# Information supplied
★ ★ ★ ★
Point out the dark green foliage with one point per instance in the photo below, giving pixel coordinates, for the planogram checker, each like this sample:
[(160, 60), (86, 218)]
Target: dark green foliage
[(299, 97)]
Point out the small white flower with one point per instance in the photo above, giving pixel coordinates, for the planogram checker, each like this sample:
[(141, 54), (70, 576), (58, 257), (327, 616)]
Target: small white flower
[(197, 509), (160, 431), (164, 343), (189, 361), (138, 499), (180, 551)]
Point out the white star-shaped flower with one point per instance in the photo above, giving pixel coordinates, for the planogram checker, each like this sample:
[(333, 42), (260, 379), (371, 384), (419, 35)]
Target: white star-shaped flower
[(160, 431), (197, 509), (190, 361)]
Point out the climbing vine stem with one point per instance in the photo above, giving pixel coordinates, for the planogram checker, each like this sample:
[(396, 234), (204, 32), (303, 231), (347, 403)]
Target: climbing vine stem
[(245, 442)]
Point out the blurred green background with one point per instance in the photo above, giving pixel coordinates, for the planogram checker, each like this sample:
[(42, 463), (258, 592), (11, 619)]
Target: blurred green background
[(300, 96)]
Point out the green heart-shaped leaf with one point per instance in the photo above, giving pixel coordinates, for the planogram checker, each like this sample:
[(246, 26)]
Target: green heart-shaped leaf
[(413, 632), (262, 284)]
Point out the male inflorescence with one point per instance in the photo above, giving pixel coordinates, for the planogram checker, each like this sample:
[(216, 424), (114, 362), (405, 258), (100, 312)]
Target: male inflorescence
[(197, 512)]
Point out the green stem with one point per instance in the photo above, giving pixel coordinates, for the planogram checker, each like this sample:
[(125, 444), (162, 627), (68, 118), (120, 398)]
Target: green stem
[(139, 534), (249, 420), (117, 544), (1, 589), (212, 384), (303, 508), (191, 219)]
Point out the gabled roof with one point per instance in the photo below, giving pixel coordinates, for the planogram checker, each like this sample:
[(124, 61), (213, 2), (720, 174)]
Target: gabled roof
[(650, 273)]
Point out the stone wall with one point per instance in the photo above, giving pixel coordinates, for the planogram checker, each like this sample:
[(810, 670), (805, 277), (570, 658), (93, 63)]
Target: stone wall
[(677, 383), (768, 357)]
★ ★ ★ ★
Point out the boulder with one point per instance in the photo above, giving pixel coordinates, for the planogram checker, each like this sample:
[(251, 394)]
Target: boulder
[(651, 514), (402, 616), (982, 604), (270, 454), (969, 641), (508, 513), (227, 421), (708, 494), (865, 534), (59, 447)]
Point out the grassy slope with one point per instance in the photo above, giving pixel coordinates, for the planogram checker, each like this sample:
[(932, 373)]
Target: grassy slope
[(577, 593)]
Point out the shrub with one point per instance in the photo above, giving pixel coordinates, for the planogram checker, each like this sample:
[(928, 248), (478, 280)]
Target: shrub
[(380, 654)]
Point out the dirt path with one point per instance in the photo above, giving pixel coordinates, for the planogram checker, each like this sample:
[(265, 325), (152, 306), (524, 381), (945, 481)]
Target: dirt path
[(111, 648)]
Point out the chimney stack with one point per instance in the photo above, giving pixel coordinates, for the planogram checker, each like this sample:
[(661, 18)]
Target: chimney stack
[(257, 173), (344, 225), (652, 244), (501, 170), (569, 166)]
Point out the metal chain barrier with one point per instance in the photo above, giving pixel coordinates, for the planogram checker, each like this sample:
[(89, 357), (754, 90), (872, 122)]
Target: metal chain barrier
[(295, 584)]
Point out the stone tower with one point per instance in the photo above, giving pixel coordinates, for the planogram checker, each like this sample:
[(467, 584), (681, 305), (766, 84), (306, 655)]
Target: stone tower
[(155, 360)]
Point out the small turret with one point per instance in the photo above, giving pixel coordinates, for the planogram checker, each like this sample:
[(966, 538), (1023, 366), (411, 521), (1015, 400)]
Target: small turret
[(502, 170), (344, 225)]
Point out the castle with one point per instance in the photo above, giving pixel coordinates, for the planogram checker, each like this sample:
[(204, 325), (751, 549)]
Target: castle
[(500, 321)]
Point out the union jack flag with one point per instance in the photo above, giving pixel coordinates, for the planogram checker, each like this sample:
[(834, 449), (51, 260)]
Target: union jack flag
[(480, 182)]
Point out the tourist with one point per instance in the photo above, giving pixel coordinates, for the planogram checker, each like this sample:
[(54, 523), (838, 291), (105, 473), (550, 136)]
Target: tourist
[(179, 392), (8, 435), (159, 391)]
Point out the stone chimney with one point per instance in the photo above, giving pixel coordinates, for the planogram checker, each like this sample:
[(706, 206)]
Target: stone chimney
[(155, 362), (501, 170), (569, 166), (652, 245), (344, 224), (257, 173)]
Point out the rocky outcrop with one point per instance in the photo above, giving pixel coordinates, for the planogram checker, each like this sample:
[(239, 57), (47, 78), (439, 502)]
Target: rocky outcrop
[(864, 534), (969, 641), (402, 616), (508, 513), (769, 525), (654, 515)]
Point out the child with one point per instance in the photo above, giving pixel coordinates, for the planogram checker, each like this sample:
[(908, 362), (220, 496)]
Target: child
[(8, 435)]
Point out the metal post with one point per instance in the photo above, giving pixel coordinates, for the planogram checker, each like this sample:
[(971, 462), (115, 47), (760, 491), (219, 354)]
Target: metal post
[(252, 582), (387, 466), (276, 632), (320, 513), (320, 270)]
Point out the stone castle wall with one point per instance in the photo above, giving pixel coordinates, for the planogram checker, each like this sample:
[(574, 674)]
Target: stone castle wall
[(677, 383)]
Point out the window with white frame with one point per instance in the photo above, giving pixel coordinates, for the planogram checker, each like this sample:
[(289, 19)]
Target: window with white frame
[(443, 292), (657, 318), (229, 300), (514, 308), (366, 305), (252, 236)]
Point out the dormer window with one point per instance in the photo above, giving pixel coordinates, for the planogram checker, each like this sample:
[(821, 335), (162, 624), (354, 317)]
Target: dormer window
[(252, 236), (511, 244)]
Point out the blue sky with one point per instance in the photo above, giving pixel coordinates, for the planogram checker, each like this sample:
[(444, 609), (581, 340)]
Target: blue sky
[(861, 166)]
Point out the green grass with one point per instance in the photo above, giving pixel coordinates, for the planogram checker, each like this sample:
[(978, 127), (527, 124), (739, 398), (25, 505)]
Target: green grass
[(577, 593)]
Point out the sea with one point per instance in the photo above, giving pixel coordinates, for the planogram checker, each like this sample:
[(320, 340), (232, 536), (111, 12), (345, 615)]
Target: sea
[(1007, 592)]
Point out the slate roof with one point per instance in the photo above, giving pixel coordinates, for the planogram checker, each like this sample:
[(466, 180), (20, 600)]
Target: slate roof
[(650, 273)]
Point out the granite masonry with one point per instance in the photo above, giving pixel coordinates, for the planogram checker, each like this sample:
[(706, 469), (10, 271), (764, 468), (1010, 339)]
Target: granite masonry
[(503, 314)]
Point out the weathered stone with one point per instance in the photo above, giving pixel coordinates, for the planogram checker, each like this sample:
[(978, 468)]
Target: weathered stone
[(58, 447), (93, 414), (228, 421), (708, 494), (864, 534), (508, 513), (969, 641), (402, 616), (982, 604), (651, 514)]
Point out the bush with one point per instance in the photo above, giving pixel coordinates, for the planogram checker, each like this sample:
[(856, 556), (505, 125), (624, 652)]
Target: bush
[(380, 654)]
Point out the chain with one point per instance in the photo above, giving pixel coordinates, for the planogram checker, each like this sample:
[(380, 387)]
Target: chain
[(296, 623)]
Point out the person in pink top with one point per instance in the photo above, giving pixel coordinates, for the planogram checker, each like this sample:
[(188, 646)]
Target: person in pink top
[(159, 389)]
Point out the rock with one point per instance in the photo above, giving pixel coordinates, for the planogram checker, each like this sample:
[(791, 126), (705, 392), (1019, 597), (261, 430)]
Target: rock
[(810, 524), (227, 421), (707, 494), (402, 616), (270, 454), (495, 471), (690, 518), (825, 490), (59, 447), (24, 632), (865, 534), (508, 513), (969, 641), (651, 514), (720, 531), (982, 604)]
★ ★ ★ ★
# Task to carry out
Using the entries above, give back exactly the line containing "Point out the dark", the line containing "Point out the small white", and every line between them, and nothing else.

# Output
Point out the dark green foliage with one point per instance in the photo below, giving pixel coordinates, for the planogram checker, each like this sample:
[(160, 60), (86, 218)]
Target: dark green foliage
[(299, 97)]
Point out the small white flower with one point per instance in the photo above, giving pixel coordinates, for the planogram checker, each like this sample:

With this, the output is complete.